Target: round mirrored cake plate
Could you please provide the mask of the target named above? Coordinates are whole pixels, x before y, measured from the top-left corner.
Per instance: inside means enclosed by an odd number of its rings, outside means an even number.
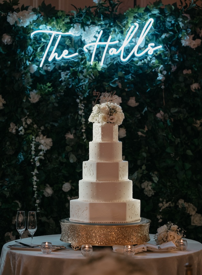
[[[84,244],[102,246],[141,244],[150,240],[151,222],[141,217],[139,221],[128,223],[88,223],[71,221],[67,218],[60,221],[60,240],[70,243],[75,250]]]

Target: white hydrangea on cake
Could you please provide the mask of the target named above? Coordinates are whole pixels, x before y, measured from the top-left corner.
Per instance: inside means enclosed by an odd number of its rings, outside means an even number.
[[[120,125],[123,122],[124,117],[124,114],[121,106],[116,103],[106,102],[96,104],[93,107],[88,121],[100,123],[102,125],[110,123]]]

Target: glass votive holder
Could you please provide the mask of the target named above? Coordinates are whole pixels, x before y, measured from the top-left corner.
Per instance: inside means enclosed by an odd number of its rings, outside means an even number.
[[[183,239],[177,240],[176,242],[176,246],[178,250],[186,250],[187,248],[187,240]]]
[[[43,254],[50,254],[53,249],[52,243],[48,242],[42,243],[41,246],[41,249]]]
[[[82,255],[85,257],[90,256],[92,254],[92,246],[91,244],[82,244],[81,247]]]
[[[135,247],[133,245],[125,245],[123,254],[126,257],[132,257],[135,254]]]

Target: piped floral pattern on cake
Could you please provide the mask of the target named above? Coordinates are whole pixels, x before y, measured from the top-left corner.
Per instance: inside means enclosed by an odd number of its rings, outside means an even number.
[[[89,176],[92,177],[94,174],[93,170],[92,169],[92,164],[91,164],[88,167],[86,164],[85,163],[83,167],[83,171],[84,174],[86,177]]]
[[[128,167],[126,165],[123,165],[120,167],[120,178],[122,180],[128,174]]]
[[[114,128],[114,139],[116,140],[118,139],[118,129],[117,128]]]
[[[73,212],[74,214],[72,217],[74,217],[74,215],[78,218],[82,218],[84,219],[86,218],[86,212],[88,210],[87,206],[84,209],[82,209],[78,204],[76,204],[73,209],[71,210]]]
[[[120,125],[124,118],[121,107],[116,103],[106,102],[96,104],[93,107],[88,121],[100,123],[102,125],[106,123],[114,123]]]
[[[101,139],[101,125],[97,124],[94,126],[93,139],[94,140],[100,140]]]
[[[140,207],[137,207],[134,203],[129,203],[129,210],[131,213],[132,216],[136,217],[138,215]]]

•••••

**Exercise directions:** Rewrite the entries as a JSON list of strings, from the line containing "Target: glass votive holder" through the last line of the entries, inclusive. Use one string per line and leave out any blank lines.

**Exercise solution:**
[
  "Target: glass votive holder",
  "Could you please provide the mask of the target named above? Coordinates are whole pixels, x before y, measured from the top-left corner.",
  "Per instance: inside means enclosed by an odd number of its rings, outside means an even number.",
  "[[[183,239],[177,240],[176,242],[176,246],[178,250],[186,250],[187,248],[187,240]]]",
  "[[[43,254],[50,254],[53,249],[52,243],[48,242],[42,243],[41,246],[41,249]]]",
  "[[[82,255],[85,257],[90,256],[92,254],[92,246],[91,244],[82,244],[81,247]]]",
  "[[[135,247],[133,245],[125,245],[123,254],[126,257],[132,257],[135,254]]]",
  "Target: piped floral pattern on cake",
  "Could you please provide the mask of the target named above? Coordinates are whole pixels, x before y, measured from the top-left corner.",
  "Per instance: inside means enclosed by an odd number of its rings, outside means an even number.",
  "[[[89,176],[92,177],[94,174],[93,170],[92,169],[92,164],[91,164],[88,167],[86,164],[85,163],[83,167],[83,171],[84,174],[86,177]]]",
  "[[[128,167],[126,165],[123,165],[120,167],[120,178],[122,180],[128,174]]]",
  "[[[114,128],[114,139],[116,140],[118,139],[118,129],[117,128]]]",
  "[[[73,212],[74,214],[72,217],[74,217],[74,215],[78,218],[82,218],[84,219],[86,218],[86,212],[88,210],[87,206],[84,209],[82,209],[78,204],[76,204],[73,209],[71,210]]]",
  "[[[120,125],[124,118],[121,107],[116,103],[106,102],[96,104],[93,107],[88,121],[100,123],[102,125],[106,123],[114,123]]]",
  "[[[101,139],[101,125],[97,124],[94,126],[93,139],[94,140],[100,140]]]",
  "[[[140,207],[137,207],[134,203],[129,203],[129,210],[131,213],[132,216],[136,217],[138,215]]]"
]